Dataset records:
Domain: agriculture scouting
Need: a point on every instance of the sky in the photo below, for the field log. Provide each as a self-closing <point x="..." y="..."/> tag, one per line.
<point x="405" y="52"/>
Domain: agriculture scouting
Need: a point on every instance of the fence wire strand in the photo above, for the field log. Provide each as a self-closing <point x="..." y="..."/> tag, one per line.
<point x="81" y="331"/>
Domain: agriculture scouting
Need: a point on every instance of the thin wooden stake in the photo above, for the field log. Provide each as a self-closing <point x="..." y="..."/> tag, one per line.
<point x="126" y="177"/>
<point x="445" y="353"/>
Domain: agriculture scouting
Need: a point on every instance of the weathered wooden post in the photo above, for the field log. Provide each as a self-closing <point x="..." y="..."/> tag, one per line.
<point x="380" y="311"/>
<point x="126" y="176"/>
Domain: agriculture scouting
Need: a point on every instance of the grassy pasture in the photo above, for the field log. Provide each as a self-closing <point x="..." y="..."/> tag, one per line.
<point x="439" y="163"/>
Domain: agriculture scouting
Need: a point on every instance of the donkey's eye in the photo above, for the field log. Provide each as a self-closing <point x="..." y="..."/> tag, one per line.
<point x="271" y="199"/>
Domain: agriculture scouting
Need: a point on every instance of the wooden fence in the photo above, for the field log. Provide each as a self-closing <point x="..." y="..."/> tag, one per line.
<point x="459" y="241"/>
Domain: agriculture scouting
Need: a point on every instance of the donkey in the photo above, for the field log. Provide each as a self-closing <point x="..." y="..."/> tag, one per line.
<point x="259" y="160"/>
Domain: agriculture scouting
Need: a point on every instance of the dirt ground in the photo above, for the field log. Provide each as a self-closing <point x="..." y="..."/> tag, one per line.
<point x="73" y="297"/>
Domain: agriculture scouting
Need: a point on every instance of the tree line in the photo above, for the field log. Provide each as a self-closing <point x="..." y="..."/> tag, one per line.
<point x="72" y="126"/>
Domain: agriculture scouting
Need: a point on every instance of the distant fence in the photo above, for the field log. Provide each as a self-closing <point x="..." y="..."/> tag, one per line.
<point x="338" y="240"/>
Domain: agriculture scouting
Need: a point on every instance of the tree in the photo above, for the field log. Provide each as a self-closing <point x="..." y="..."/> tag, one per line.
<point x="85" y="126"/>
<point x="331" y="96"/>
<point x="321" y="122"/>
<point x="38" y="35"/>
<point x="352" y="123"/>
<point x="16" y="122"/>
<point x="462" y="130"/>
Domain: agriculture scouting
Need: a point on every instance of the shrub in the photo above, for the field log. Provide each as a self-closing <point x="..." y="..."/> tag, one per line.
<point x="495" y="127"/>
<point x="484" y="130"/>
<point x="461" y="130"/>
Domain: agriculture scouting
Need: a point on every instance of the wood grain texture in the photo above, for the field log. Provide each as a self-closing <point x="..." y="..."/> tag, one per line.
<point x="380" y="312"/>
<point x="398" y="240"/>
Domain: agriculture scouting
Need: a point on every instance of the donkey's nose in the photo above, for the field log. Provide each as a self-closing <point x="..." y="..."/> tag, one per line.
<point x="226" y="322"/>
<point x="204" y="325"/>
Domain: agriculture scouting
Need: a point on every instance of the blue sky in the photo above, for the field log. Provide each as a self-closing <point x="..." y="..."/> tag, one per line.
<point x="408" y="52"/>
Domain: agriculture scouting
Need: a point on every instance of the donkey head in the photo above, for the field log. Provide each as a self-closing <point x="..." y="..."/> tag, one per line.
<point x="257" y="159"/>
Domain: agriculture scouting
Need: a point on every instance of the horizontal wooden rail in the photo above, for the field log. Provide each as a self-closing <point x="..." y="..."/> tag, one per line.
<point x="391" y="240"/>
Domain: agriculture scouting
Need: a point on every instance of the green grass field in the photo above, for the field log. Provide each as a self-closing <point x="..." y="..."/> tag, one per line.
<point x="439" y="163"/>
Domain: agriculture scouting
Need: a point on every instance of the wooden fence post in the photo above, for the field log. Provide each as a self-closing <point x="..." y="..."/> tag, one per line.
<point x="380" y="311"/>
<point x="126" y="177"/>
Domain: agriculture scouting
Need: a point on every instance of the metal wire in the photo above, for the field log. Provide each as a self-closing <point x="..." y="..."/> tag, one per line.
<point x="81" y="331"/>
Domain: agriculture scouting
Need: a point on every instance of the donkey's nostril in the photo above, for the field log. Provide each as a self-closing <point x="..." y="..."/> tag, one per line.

Work required:
Give the data again, exactly as it stands.

Full response:
Domain: agriculture scouting
Need: a point on every instance of the sky in the photo below, for the field log. Provide each as a self-closing <point x="..." y="..."/> tag, one per line.
<point x="405" y="52"/>
Domain: agriculture scouting
Need: a point on every instance of the fence wire strand in the photo above, for the field log. Provide each as a self-closing <point x="..." y="..."/> tag, one per line.
<point x="81" y="331"/>
Domain: agriculture scouting
Need: a point on every instance of the thin wooden stake in the photo above, for the field log. Provide each as a self-closing <point x="..." y="..."/> tag, one per line.
<point x="126" y="177"/>
<point x="445" y="353"/>
Domain: agriculture scouting
Need: a point on every instance of the weathered wooden post in the photo above, for the field log. Provide each as a self-closing <point x="..." y="..."/> tag, one per line.
<point x="380" y="311"/>
<point x="126" y="176"/>
Domain: agriculture scouting
Need: a point on every instance of the grassy pasture in the photo above, for the field log. Provide each as a self-closing <point x="..." y="..."/> tag, one per line.
<point x="439" y="163"/>
Domain: agriculture scouting
Need: a point on every instance of the donkey's eye in the photo above, for the field log. Provide each as a self-closing <point x="..." y="..."/> tag, one per line.
<point x="271" y="199"/>
Domain: agriculture scouting
Need: a point on every instance of the wooden fence in the photo above, for the field log. Provide each as a self-closing <point x="..." y="..."/> tag, one per line.
<point x="459" y="241"/>
Domain: agriculture scouting
Need: a point on every instance of the donkey in the photo above, for the field log. Provide each as a self-closing <point x="..." y="..."/> tag, one per line.
<point x="259" y="160"/>
Domain: agriculture scouting
Need: a point on every instance of the dirt ground in the photo above, for the field log. Provide each as a self-closing <point x="..." y="..."/> tag, one per line.
<point x="73" y="297"/>
Domain: agriculture scouting
Need: a point on every instance of the tree line in the photo above, for the field log. Provide each as a self-closing <point x="..." y="..."/> tag, one per line.
<point x="72" y="126"/>
Domain: agriculture scouting
Need: a point on every instance of the distant fence in the photo above, for the field log. Provide each as a self-closing <point x="..." y="..."/> tag, one per line.
<point x="338" y="240"/>
Domain: agriculture scouting
Need: a point on every instance of the tree in the photo above, for the field log. Provide each as a self-closing <point x="..." y="..."/> tag, one per line.
<point x="85" y="126"/>
<point x="331" y="96"/>
<point x="321" y="122"/>
<point x="38" y="35"/>
<point x="352" y="123"/>
<point x="16" y="122"/>
<point x="462" y="130"/>
Domain: agriculture scouting
Need: a point on every instance of the shrub in the photo above, for the field log. Provide each as a self-closing <point x="..." y="..."/> tag, one per line.
<point x="495" y="127"/>
<point x="484" y="130"/>
<point x="461" y="130"/>
Domain: agriculture scouting
Need: a point on every instance of the wood grain texture in the photo above, for the field log. Provide each as a self-closing <point x="..." y="..."/> tag, one per line.
<point x="380" y="312"/>
<point x="398" y="240"/>
Domain: agriculture scouting
Need: a point on every instance of the donkey's nose in the photo above, for the field log. Provide each as a self-closing <point x="..." y="..."/> tag, one per line.
<point x="226" y="322"/>
<point x="204" y="325"/>
Domain: agriculture scouting
Need: a point on every instance of the blue sky in the photo above, for the field log. Provide each as a self-closing <point x="..." y="..."/> tag, one per line.
<point x="408" y="52"/>
Domain: agriculture scouting
Need: a point on every instance of the donkey head in the photo above, for the field log. Provide each as a self-closing <point x="..." y="..."/> tag, one per line.
<point x="257" y="159"/>
Domain: agriculture scouting
Need: a point on every instance of the horizontal wooden rail in the photo above, for the field log. Provide each as a self-closing <point x="..." y="..."/> tag, one per line.
<point x="391" y="240"/>
Domain: agriculture scouting
Need: a point on every instance of the green grass field in the photo above, for the field log. Provide each as a self-closing <point x="..." y="..."/> tag, one per line.
<point x="439" y="163"/>
Domain: agriculture scouting
Need: a point on every instance of the wooden fence post in the photo above, for the field log. Provide each as a self-closing <point x="..." y="..."/> tag, one per line.
<point x="380" y="311"/>
<point x="126" y="177"/>
Domain: agriculture scouting
Need: a point on every instance of the metal wire in the photo above, for the field log. Provide each as a self-closing <point x="..." y="..."/> tag, one per line.
<point x="81" y="331"/>
Domain: agriculture scouting
Need: a point on every instance of the donkey's nostril in the photo above, for the field log. Provide each as a self-closing <point x="..." y="..."/> tag, one per line.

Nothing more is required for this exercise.